**Dataset**
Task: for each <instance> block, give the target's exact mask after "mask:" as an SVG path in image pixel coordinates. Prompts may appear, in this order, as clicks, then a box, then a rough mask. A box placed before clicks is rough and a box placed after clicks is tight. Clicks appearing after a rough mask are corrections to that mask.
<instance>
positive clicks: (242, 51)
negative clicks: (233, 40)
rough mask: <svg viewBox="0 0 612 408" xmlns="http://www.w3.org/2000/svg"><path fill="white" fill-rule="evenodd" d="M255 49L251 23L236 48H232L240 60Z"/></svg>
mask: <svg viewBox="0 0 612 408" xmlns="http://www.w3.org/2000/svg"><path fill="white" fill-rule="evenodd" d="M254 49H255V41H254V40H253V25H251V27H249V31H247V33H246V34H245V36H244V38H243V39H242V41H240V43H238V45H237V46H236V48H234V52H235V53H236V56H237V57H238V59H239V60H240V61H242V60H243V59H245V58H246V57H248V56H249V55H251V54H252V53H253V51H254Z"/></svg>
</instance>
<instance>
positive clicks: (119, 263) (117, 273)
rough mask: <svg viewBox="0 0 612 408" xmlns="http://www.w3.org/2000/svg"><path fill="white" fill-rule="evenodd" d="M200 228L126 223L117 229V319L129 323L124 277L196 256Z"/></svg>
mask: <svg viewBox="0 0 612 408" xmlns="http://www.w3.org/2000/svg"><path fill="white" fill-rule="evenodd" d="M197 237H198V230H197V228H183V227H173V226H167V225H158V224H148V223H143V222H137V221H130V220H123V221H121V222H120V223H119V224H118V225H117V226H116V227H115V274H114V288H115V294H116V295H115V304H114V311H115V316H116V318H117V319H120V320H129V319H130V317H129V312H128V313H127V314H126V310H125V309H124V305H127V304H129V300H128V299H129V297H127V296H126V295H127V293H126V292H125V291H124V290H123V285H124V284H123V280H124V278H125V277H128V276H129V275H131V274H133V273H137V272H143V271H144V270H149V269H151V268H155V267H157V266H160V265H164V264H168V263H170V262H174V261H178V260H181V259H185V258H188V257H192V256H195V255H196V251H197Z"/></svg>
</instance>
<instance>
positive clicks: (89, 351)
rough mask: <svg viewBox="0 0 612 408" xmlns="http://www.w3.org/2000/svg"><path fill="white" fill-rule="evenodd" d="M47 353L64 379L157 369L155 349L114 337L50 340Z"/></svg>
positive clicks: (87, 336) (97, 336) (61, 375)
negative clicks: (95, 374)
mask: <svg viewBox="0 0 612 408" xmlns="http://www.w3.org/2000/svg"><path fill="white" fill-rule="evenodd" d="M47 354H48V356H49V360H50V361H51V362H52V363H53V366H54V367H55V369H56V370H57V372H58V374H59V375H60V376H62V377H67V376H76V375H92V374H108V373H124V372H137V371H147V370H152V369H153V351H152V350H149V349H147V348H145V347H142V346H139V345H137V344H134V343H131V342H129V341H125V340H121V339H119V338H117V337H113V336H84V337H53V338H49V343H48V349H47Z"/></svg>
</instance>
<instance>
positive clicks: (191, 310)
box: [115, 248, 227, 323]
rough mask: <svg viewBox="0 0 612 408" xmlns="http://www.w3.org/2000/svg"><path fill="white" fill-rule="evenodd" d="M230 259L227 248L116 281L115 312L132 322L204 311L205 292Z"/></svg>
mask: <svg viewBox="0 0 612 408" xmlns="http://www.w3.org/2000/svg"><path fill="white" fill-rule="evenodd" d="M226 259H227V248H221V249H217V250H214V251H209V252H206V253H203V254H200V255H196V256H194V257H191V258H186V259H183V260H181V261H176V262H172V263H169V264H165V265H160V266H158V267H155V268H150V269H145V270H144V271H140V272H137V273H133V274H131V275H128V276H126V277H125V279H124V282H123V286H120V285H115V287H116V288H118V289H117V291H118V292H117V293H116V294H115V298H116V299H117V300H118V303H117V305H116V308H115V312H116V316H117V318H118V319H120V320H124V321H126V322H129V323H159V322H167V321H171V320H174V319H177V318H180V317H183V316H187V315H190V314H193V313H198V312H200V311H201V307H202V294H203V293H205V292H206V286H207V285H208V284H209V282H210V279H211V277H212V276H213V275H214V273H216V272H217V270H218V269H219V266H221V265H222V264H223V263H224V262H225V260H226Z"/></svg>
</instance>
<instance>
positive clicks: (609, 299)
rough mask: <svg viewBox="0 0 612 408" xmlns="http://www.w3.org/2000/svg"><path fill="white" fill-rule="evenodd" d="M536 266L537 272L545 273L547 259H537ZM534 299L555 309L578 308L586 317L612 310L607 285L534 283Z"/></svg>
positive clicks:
...
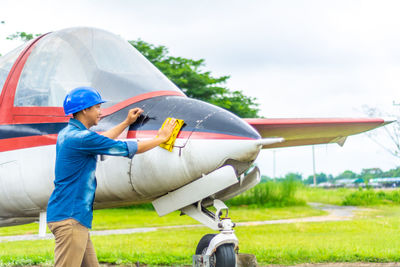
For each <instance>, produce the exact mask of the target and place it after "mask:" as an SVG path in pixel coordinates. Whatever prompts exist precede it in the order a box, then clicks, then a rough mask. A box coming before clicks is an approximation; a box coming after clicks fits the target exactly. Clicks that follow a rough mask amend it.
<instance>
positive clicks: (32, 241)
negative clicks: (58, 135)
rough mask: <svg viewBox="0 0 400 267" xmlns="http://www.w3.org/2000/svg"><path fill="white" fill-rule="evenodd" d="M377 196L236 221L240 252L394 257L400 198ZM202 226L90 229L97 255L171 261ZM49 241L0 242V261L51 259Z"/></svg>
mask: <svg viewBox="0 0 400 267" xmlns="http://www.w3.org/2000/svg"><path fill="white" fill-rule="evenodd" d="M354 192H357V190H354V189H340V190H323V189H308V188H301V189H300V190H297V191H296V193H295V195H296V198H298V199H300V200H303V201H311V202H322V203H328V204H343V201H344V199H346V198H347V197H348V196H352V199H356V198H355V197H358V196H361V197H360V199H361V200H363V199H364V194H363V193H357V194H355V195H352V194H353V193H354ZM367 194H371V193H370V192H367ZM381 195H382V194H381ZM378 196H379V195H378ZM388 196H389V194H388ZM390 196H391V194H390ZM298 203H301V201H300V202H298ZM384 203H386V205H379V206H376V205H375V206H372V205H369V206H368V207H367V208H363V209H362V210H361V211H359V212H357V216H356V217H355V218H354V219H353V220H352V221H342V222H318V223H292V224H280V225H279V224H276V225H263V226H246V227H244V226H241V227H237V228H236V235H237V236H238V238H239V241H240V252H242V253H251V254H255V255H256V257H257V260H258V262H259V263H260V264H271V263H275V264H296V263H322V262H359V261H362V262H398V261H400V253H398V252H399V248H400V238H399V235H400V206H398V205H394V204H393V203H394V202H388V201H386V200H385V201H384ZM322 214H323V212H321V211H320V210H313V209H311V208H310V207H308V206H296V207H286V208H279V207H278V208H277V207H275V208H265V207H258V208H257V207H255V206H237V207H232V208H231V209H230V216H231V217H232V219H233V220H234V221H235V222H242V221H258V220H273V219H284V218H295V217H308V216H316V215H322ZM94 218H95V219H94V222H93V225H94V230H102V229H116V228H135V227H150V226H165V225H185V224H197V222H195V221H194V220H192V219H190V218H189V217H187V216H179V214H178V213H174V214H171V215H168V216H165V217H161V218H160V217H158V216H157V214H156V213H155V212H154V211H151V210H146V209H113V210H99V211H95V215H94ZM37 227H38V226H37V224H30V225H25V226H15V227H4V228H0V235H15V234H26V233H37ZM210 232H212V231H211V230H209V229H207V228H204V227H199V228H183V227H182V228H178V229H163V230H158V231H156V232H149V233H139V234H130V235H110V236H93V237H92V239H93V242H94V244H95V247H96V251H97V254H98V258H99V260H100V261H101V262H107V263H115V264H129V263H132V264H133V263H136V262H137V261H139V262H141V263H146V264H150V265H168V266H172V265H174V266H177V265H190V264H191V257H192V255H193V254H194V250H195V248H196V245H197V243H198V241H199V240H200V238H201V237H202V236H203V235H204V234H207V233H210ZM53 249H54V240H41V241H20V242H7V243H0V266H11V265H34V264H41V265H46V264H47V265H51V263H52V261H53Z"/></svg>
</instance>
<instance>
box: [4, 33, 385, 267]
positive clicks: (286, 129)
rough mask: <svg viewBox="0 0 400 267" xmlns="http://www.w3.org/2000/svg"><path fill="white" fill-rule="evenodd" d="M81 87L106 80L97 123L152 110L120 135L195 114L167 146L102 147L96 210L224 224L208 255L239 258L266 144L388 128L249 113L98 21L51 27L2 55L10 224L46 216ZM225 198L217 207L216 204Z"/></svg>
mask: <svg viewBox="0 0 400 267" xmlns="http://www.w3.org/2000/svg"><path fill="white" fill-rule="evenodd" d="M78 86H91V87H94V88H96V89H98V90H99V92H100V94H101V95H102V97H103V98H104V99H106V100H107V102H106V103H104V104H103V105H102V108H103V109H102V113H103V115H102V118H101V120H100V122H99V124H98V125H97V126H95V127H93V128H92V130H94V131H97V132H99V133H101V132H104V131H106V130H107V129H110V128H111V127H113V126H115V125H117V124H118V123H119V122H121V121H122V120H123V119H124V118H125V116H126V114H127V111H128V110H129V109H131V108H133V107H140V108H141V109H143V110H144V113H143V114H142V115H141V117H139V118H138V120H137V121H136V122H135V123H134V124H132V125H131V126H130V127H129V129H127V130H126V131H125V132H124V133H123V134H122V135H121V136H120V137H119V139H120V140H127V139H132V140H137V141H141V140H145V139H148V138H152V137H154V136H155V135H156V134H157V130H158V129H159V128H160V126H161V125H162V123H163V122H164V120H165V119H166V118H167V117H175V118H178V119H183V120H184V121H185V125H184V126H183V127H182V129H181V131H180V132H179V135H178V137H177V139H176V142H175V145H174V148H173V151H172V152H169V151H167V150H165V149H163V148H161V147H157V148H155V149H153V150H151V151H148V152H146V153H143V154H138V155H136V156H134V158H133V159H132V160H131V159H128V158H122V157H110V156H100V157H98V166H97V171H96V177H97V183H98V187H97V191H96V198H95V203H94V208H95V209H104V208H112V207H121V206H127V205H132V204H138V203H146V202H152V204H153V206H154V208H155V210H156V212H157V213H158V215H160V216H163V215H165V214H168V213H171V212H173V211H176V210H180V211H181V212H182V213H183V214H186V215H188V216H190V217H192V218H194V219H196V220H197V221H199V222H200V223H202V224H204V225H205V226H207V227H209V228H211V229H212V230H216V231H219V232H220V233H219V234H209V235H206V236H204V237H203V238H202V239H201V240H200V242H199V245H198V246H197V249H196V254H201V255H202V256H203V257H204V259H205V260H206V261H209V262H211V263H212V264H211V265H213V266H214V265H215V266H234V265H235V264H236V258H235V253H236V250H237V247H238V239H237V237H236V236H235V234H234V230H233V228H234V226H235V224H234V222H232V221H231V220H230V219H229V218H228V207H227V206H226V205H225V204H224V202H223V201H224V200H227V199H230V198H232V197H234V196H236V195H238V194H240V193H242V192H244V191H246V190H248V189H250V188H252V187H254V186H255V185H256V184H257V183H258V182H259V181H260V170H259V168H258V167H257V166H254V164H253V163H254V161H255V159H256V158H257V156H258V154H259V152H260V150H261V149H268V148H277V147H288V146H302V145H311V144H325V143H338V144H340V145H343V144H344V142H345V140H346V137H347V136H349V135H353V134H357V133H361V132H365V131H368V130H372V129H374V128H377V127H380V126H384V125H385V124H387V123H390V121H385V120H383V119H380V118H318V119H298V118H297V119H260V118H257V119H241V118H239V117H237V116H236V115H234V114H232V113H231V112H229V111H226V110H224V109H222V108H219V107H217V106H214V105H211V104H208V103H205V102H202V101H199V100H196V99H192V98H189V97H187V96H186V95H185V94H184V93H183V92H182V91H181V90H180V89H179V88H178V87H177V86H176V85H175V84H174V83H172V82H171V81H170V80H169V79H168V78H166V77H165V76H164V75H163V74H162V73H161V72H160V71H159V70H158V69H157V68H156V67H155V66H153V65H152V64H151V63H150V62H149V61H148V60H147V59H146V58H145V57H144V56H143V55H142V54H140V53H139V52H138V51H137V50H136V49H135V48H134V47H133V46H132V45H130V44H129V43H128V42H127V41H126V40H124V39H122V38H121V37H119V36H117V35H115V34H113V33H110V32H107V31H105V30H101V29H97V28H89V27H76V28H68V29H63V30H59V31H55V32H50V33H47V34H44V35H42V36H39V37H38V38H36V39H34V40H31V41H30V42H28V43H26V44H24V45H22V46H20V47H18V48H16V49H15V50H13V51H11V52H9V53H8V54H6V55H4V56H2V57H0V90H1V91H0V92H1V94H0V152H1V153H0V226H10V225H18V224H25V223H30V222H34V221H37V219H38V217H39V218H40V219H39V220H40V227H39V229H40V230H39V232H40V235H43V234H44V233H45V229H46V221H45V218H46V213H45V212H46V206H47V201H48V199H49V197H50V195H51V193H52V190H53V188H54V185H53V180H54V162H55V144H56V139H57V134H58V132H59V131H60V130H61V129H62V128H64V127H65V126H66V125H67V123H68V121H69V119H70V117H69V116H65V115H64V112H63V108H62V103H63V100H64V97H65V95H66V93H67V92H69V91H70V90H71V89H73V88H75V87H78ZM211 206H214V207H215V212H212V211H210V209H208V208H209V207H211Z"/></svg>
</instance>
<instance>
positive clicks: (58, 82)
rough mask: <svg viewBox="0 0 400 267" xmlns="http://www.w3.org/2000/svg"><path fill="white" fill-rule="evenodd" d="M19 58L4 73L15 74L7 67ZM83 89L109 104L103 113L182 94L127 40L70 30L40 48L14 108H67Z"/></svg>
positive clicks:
---
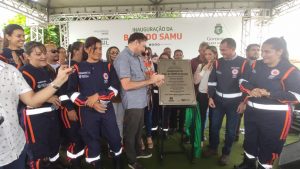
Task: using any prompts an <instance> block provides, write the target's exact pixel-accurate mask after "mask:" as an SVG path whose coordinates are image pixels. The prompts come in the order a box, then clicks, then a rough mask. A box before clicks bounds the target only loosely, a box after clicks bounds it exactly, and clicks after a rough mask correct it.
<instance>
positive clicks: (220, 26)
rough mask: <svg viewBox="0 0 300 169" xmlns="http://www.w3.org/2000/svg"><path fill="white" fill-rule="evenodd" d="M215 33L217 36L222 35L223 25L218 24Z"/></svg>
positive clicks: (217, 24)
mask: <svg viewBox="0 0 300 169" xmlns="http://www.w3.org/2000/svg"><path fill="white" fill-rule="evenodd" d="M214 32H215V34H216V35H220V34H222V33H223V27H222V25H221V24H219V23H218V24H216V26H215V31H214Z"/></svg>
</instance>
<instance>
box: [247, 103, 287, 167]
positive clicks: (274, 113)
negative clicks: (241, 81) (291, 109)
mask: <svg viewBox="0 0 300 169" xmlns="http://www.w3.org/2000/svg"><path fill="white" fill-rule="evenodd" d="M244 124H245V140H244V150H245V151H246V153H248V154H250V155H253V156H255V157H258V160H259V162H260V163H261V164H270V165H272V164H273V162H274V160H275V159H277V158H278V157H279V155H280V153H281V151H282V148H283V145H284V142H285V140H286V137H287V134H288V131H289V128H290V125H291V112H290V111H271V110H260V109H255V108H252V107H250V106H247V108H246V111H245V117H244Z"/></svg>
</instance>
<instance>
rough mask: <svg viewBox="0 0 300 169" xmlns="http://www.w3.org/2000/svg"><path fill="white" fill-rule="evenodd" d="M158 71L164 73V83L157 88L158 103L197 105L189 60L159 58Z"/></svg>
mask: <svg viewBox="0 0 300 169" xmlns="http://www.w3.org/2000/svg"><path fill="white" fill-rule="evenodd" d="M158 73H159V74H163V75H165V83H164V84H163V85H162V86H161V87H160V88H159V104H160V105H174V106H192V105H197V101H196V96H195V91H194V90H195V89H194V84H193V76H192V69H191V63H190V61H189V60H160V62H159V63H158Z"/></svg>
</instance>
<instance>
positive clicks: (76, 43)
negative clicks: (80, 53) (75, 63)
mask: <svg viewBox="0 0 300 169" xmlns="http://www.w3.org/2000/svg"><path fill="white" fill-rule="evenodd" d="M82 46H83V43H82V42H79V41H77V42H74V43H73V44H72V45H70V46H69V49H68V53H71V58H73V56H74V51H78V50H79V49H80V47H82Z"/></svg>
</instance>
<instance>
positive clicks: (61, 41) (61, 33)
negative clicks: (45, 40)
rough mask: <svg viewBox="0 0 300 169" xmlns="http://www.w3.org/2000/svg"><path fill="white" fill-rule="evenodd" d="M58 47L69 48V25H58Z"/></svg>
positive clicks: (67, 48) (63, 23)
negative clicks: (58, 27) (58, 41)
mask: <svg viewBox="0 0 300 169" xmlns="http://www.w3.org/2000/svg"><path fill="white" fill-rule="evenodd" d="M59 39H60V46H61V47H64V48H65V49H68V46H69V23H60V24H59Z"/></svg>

**Exercise description**
State in a single number how many lines in the data include the word "image".

**Answer area**
2